'''

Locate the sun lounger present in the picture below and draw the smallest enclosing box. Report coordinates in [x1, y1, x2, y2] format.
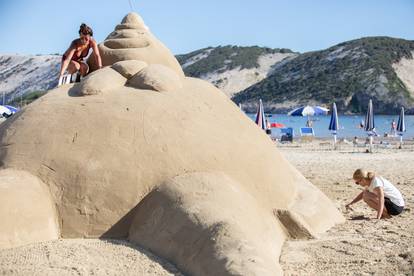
[300, 127, 315, 141]
[280, 127, 294, 142]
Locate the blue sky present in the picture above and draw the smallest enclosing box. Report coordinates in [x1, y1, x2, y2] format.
[0, 0, 414, 54]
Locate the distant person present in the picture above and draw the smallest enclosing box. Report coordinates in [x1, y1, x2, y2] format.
[59, 23, 102, 81]
[345, 169, 404, 219]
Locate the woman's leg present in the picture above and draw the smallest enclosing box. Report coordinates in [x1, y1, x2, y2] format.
[362, 190, 391, 218]
[68, 60, 81, 74]
[79, 62, 89, 77]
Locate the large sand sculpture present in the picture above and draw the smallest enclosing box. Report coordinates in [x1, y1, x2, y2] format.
[0, 13, 343, 275]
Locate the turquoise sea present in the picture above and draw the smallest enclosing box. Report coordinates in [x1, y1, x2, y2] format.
[247, 114, 414, 139]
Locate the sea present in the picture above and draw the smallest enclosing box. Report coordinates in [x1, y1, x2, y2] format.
[247, 114, 414, 139]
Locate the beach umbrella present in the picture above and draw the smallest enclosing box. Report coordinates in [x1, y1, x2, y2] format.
[288, 105, 329, 116]
[397, 107, 406, 148]
[255, 99, 267, 130]
[270, 123, 285, 128]
[0, 105, 13, 117]
[364, 100, 375, 151]
[4, 104, 20, 114]
[288, 105, 329, 126]
[329, 103, 339, 145]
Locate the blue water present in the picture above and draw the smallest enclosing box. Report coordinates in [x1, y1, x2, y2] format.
[247, 114, 414, 139]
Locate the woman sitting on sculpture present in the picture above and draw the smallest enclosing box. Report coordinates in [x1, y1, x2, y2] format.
[59, 23, 102, 81]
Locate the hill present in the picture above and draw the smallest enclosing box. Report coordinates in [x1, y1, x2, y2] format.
[176, 46, 298, 97]
[0, 55, 61, 103]
[233, 37, 414, 114]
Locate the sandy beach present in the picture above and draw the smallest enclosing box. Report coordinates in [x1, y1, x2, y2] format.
[0, 140, 414, 275]
[279, 141, 414, 275]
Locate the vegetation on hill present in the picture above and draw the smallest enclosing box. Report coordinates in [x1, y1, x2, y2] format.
[233, 37, 414, 113]
[176, 46, 292, 77]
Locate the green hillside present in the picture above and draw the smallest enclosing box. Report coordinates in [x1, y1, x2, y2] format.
[176, 46, 292, 77]
[233, 37, 414, 114]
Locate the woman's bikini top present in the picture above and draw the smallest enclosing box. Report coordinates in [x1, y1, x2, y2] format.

'''

• Goal
Copy all of the items above word for word, leaving the picture out.

• The result
Locate the sun lounger present in the picture below and draw the smallest enclosing box. Report coordinates in [x1, y1, x2, y2] format.
[300, 127, 315, 141]
[280, 127, 294, 142]
Locate the blue sky present in the picture above and draw the smallest enclosing box. Report coordinates in [x1, y1, x2, y2] format.
[0, 0, 414, 54]
Locate the distant person present in the picture above and draw the smallest enclosing box. Report coordinates in [x1, y1, x2, y2] format.
[59, 23, 102, 81]
[345, 169, 404, 219]
Locate the woman's leg present in the picture above and draw the smallest enclosing box. Report coordinates in [x1, y1, x2, y2] format.
[362, 190, 391, 218]
[68, 60, 81, 74]
[79, 62, 89, 77]
Locate the large sand sculpture present in the picture above and draw the smallest enclosing box. Report coordinates in [x1, y1, x2, y2] format.
[0, 13, 343, 275]
Locate the turquoise sea present in the picture above and draw the smallest enclosing box. Report coordinates in [x1, y1, x2, y2] format.
[247, 114, 414, 139]
Locate the sea present in the picture above and draw the smallest enclosing box. Report coordinates in [x1, y1, x2, y2] format.
[247, 114, 414, 139]
Locate the beach umbrella present in the picture above and draw the smallest enclosing box. Report coordinates in [x1, y1, x2, y2] format.
[288, 105, 329, 116]
[397, 107, 406, 148]
[255, 99, 267, 130]
[270, 123, 285, 128]
[0, 105, 13, 117]
[364, 100, 375, 151]
[4, 104, 20, 114]
[288, 105, 329, 126]
[329, 103, 339, 145]
Locate the blue water present in the picture above and draw the smallest enclosing box. Report coordinates in [x1, y1, x2, y2] format.
[247, 114, 414, 139]
Locate the woman sitting on sculpture present in the picture above and draw the smallest enclosing box. Report coordinates in [x1, y1, x2, y2] format.
[59, 23, 102, 81]
Locate the hill present in the picture above and draw the smallest enclosing box. Report coordinates in [x1, y1, x2, y2] format.
[176, 46, 298, 97]
[0, 55, 61, 103]
[233, 37, 414, 114]
Locate the sandy beach present in the picture above and draw the smallest enclosing box. Report coordinates in [x1, y1, x2, y2] format.
[0, 140, 414, 275]
[279, 141, 414, 275]
Locate the vegetation on hill present in the picture above and draw the smallest enclosing box. Report coordinates in [x1, y1, x2, y2] format.
[233, 37, 414, 113]
[176, 46, 292, 77]
Locate the green hillside present in the picture above and draw the smallest enclosing box. Report coordinates in [x1, y1, x2, y2] format.
[176, 46, 292, 77]
[233, 37, 414, 114]
Locate the woman's bikini top present in the picture above and draw the smallest enclosing box. Report coordinates in [x1, y1, x2, y2] format.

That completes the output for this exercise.